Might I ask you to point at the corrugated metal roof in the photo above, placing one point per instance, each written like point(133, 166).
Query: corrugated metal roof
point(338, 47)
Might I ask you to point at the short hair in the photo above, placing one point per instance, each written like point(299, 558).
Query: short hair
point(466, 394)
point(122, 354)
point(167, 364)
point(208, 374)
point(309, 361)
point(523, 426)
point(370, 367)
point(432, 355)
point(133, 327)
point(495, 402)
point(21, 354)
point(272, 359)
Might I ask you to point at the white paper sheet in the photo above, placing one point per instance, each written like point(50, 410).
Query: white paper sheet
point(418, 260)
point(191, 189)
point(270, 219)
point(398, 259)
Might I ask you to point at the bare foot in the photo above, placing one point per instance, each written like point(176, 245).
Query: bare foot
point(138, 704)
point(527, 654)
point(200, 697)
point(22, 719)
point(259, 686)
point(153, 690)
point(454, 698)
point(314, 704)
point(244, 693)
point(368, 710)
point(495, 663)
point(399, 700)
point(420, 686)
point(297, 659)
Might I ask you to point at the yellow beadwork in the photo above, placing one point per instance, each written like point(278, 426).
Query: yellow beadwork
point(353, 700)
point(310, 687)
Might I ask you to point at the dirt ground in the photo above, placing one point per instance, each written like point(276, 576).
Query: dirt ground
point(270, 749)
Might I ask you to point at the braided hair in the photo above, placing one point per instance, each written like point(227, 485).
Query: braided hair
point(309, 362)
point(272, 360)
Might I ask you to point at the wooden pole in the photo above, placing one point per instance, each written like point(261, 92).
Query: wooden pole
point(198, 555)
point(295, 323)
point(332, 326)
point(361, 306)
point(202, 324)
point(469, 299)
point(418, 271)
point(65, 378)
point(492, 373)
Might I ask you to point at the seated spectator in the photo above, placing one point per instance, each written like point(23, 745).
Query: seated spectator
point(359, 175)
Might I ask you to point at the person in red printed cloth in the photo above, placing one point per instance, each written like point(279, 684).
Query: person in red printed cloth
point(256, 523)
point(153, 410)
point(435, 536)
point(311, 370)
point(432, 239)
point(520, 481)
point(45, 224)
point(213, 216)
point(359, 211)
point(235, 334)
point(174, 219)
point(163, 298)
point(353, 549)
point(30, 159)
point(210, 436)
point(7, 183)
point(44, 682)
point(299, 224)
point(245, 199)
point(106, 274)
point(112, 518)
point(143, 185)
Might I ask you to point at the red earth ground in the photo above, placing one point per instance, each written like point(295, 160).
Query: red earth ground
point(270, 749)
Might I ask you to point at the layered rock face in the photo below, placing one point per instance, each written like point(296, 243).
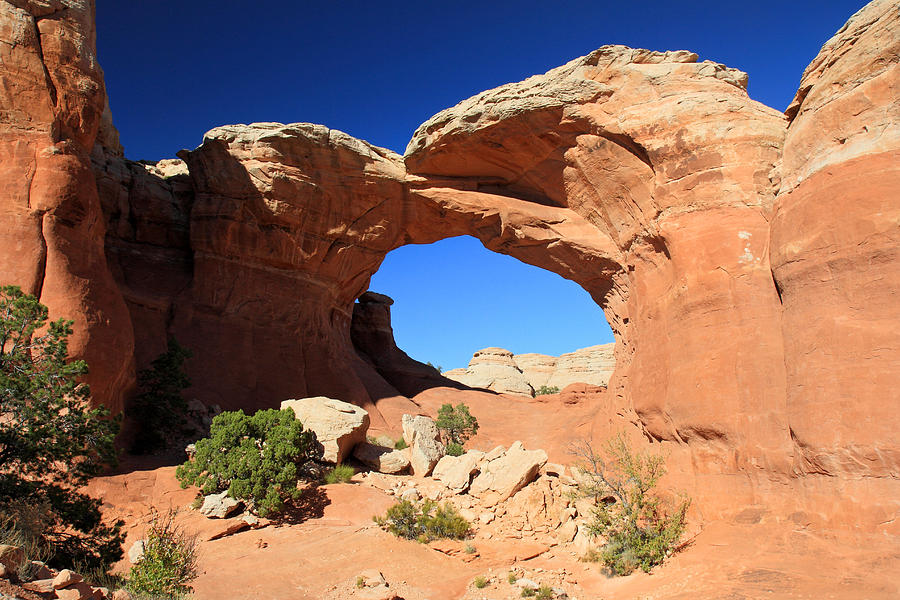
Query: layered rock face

★ ★ ★ ★ ★

- **Exercise**:
Search the entries above for the word "face", and copy every line where it occurs.

- **Written solution**:
Might I ask you to point at the layered rock face in the photo below, placing one point per instance, each written like point(296, 243).
Query: layered rock face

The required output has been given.